(Excerpts from segmentation records)
>> Start

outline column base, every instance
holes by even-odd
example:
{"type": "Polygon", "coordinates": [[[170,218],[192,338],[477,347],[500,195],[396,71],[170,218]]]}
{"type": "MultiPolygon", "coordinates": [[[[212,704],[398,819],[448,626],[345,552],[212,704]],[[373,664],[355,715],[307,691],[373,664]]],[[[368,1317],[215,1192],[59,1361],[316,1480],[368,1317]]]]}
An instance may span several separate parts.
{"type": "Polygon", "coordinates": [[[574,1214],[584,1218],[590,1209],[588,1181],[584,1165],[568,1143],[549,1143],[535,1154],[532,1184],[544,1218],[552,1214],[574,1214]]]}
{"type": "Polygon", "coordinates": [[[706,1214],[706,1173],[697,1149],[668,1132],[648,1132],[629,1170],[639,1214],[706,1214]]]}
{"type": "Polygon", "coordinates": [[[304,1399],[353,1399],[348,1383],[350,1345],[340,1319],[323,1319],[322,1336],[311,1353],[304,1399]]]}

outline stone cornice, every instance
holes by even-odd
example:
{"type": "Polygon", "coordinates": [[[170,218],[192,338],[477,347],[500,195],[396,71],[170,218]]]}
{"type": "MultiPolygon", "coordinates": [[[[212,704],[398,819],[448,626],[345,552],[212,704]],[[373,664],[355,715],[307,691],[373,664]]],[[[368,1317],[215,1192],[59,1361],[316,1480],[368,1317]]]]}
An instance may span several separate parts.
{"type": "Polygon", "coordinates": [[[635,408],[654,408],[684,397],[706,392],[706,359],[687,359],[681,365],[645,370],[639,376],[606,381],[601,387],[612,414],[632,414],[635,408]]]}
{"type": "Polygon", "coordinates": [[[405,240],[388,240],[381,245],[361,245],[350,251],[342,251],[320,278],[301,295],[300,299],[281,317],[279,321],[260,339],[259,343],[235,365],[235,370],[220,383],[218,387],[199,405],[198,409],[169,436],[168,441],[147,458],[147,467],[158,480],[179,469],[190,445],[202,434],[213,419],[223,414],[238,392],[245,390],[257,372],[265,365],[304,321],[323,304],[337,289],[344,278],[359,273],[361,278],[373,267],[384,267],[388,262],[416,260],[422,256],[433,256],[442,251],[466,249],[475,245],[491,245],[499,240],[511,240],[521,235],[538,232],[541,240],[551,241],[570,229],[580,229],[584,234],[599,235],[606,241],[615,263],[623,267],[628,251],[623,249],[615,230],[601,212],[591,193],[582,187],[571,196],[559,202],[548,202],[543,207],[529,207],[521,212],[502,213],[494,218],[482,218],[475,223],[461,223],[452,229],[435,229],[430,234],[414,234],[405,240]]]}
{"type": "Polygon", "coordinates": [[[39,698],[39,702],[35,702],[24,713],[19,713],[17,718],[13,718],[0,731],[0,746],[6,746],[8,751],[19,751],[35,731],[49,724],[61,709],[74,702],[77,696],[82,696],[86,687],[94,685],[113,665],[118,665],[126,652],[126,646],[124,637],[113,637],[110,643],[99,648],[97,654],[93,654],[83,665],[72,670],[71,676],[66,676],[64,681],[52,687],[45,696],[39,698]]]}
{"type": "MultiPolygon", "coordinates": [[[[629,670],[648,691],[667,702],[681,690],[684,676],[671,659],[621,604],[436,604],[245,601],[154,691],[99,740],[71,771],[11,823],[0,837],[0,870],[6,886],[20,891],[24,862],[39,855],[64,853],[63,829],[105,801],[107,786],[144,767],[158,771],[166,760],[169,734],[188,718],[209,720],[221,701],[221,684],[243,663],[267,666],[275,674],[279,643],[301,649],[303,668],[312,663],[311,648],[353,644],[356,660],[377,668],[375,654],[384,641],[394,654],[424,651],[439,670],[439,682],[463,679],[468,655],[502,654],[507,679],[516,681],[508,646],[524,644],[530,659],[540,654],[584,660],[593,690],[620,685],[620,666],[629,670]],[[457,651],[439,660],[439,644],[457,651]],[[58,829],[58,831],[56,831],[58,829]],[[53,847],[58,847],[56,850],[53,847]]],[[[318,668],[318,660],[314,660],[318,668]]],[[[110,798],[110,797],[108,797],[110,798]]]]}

>> End

■ SHORT TASK:
Exactly as written above, please repeat the entries.

■ RESULT:
outline column base, every instance
holes by even-odd
example:
{"type": "Polygon", "coordinates": [[[170,218],[192,338],[477,347],[500,195],[396,71],[170,218]]]}
{"type": "MultiPolygon", "coordinates": [[[[212,704],[398,819],[448,626],[345,552],[212,704]],[[373,664],[355,715],[307,691],[373,664]]],[[[368,1317],[215,1192],[59,1361],[316,1480],[368,1317]]]]}
An instance may span several separate parts.
{"type": "Polygon", "coordinates": [[[574,1214],[584,1218],[590,1209],[588,1181],[584,1165],[568,1143],[549,1143],[535,1154],[532,1184],[544,1218],[552,1214],[574,1214]]]}
{"type": "Polygon", "coordinates": [[[706,1214],[706,1173],[697,1149],[668,1132],[648,1132],[629,1170],[639,1214],[706,1214]]]}
{"type": "Polygon", "coordinates": [[[304,1399],[353,1399],[348,1383],[350,1345],[340,1319],[323,1319],[322,1336],[311,1353],[304,1399]]]}

outline stone cornice, every instance
holes by even-odd
example:
{"type": "Polygon", "coordinates": [[[170,218],[192,338],[477,347],[500,195],[396,71],[170,218]]]}
{"type": "MultiPolygon", "coordinates": [[[[212,704],[398,819],[448,626],[345,552],[212,704]],[[373,664],[355,715],[307,691],[373,664]]],[[[368,1317],[215,1192],[59,1361],[316,1480],[368,1317]]]]}
An instance may span several separate parts.
{"type": "Polygon", "coordinates": [[[635,408],[654,408],[684,397],[706,392],[706,359],[687,359],[681,365],[645,370],[639,376],[606,381],[601,387],[612,414],[632,414],[635,408]]]}
{"type": "Polygon", "coordinates": [[[405,240],[388,240],[381,245],[361,245],[350,251],[342,251],[320,278],[301,295],[300,299],[281,317],[279,321],[260,339],[259,343],[235,365],[235,370],[220,383],[218,387],[199,405],[198,409],[169,436],[168,441],[147,458],[147,467],[158,480],[179,469],[190,445],[202,434],[213,419],[223,414],[238,392],[245,390],[257,372],[265,365],[304,321],[323,304],[337,289],[344,278],[359,273],[361,278],[373,267],[384,267],[388,262],[416,260],[422,256],[433,256],[442,251],[466,249],[475,245],[491,245],[499,240],[511,240],[521,235],[538,232],[541,240],[551,241],[570,229],[580,229],[584,234],[599,235],[606,241],[615,263],[623,267],[628,251],[623,249],[615,230],[601,212],[591,193],[582,187],[571,196],[559,202],[548,202],[543,207],[529,207],[521,212],[502,213],[494,218],[482,218],[475,223],[461,223],[452,229],[435,229],[430,234],[414,234],[405,240]]]}
{"type": "Polygon", "coordinates": [[[39,698],[39,702],[35,702],[24,713],[19,713],[17,718],[13,718],[0,731],[0,746],[6,746],[8,751],[19,751],[35,731],[49,724],[61,709],[74,702],[77,696],[82,696],[86,687],[94,685],[113,665],[118,665],[126,652],[126,646],[124,637],[113,637],[110,643],[99,648],[97,654],[93,654],[83,665],[72,670],[71,676],[66,676],[64,681],[52,687],[45,696],[39,698]]]}
{"type": "MultiPolygon", "coordinates": [[[[629,670],[648,691],[667,702],[681,690],[684,676],[671,659],[621,604],[436,604],[245,601],[154,691],[99,740],[71,771],[11,823],[0,837],[0,870],[6,886],[20,891],[24,862],[39,855],[64,853],[63,829],[105,801],[107,786],[144,767],[158,771],[166,760],[169,734],[188,718],[209,720],[221,701],[221,684],[243,663],[267,666],[275,674],[279,643],[301,649],[303,668],[312,663],[311,648],[353,644],[356,660],[377,668],[375,654],[384,641],[394,654],[424,651],[439,670],[439,682],[463,679],[468,655],[502,654],[507,679],[516,681],[508,646],[524,644],[530,659],[540,654],[584,660],[593,690],[620,685],[620,666],[629,670]],[[457,651],[439,660],[439,644],[457,651]],[[58,829],[58,831],[56,831],[58,829]],[[53,847],[58,847],[56,850],[53,847]]],[[[318,668],[318,660],[314,660],[318,668]]],[[[110,798],[110,797],[108,797],[110,798]]]]}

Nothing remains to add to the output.